How to complete this task: Start your answer with the line containing "Where can the wine" and end it with the last line of the records below, retyping every line between exactly and adding nothing.

[Entries taken from a collection]
-=-=-
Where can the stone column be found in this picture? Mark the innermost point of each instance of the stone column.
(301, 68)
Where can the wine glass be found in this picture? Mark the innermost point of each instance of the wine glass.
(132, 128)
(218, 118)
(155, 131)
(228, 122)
-=-=-
Exercise solution:
Where can the wine glass be found in this picture? Mark the innermost point of each instance of the wine glass.
(132, 128)
(218, 118)
(155, 131)
(228, 122)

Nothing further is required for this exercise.